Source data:

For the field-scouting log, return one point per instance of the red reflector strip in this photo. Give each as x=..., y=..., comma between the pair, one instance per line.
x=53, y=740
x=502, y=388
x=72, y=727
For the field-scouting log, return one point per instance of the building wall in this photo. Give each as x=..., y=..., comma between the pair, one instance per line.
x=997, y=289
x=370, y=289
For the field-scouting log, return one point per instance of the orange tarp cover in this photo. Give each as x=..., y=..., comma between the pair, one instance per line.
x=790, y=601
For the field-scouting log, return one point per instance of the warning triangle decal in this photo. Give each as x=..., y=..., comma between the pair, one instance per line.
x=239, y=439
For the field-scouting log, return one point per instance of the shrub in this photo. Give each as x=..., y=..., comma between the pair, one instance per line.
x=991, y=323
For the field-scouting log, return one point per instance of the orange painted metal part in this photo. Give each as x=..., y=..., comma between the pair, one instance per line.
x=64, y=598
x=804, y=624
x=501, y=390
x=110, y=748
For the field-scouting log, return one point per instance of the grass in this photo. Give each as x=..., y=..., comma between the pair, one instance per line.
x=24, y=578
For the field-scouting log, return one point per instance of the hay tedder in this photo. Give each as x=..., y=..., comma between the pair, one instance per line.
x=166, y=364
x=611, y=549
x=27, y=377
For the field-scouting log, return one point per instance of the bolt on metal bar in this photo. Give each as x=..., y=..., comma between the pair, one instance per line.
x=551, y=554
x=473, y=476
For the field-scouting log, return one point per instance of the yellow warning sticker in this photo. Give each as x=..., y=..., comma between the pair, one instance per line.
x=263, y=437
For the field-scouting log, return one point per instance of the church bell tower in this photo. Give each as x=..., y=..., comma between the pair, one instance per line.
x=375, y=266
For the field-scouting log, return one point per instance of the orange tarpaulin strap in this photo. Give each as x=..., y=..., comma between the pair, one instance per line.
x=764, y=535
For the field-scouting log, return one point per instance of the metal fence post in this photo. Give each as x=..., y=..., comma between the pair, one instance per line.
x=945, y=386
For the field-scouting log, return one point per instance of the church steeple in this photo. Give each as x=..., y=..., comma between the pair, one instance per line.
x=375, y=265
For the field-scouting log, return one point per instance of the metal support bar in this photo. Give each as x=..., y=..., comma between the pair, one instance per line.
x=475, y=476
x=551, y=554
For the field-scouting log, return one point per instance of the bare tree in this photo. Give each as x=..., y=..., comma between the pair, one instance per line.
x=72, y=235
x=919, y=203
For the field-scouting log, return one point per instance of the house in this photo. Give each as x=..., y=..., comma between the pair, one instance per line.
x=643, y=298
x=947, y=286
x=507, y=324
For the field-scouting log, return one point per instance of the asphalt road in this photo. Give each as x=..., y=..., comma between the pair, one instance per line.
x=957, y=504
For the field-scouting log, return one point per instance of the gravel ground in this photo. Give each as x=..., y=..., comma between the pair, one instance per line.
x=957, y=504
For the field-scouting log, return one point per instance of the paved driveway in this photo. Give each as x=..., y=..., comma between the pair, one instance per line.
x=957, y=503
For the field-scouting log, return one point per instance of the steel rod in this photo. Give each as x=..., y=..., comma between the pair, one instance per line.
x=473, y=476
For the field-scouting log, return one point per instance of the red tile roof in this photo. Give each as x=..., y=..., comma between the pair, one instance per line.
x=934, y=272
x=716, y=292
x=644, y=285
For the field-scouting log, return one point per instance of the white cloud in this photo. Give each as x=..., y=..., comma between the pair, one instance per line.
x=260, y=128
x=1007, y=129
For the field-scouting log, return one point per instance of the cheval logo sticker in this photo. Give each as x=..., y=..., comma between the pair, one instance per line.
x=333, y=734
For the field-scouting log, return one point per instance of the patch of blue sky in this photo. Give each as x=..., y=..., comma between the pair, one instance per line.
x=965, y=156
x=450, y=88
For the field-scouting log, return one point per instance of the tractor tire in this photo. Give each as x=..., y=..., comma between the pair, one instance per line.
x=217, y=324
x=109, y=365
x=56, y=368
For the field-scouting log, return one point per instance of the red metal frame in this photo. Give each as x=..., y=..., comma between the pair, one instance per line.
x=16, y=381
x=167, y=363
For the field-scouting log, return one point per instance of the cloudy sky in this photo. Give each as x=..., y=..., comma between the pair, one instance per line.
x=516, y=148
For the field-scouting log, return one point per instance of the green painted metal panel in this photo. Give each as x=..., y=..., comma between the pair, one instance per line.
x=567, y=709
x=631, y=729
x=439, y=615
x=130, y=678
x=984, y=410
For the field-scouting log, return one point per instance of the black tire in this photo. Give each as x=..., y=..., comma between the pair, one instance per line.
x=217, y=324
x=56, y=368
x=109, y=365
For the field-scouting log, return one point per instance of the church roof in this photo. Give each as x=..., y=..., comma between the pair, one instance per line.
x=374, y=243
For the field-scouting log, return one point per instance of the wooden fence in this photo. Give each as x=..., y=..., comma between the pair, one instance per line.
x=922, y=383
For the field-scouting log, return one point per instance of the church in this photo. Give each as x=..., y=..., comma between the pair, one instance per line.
==
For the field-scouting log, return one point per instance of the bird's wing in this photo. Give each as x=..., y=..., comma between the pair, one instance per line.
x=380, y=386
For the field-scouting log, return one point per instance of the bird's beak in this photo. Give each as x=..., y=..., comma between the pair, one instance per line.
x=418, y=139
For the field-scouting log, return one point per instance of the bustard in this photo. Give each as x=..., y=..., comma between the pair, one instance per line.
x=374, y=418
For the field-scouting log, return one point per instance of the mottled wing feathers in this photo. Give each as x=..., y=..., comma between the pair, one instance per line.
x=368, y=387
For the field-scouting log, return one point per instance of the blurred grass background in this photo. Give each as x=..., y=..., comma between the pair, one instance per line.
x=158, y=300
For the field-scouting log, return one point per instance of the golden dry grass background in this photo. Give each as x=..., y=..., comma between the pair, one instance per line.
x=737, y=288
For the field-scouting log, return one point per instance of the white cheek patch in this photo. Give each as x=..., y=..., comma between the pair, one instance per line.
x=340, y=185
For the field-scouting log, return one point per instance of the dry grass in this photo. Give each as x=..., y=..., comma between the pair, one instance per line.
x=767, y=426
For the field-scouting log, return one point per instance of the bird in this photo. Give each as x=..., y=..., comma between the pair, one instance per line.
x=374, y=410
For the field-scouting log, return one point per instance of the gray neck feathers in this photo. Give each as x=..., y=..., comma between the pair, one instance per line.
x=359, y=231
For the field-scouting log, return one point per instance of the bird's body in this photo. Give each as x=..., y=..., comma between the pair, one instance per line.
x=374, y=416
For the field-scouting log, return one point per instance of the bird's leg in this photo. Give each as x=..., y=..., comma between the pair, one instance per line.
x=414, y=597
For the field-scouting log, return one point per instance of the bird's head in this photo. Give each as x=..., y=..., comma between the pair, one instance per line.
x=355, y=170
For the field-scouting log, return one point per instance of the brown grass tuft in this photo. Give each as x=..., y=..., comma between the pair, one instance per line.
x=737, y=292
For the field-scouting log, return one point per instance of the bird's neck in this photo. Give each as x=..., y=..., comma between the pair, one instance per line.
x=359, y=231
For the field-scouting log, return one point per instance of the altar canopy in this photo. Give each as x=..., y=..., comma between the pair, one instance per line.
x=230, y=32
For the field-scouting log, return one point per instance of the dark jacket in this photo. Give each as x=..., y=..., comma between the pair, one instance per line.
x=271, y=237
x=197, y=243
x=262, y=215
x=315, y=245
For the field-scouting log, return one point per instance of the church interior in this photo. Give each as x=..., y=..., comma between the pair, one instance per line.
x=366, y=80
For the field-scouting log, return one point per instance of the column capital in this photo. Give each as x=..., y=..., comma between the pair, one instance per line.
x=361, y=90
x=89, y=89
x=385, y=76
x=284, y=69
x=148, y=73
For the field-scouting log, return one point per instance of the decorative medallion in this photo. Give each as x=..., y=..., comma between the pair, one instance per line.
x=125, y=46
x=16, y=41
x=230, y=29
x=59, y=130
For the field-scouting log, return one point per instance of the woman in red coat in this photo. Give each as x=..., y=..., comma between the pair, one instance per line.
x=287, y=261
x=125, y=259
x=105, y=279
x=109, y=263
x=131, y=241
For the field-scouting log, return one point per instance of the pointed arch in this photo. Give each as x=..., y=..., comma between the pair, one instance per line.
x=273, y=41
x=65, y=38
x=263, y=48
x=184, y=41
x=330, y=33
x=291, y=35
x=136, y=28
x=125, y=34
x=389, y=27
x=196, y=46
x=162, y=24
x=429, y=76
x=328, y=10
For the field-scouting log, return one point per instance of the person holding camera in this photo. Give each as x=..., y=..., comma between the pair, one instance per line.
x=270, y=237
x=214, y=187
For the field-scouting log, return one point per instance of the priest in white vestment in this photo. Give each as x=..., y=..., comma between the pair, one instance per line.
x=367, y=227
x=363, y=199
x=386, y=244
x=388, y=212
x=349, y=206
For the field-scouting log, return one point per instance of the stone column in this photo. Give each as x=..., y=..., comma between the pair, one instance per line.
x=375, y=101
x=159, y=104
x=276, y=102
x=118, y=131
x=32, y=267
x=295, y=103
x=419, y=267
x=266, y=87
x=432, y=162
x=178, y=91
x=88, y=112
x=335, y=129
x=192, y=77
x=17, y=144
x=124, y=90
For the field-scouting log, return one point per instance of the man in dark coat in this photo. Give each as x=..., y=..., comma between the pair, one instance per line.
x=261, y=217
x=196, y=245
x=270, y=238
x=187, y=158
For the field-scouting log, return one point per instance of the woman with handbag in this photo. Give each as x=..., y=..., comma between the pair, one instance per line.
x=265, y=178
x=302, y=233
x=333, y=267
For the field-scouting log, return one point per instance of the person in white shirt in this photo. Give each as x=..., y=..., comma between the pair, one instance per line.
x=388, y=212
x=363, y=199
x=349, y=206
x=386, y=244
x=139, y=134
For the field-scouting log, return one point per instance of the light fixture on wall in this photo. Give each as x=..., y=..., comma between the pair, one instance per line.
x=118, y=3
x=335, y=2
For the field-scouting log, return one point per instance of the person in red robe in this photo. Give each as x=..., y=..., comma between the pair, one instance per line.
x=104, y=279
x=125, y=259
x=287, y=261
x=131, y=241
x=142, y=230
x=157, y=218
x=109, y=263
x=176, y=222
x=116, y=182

- **Set problem**:
Please collect every line in the rows above that holds the word "wall", with case counting.

- **Worked answer**:
For the field-scouting log, return one point per instance of the building wall in this photo. Give each as x=..., y=..., comma between the pair, one instance per line.
For the field-scouting log, return one point per instance of the light fixture on wall in this photo. Give each as x=..., y=..., comma between the pair, one instance per line.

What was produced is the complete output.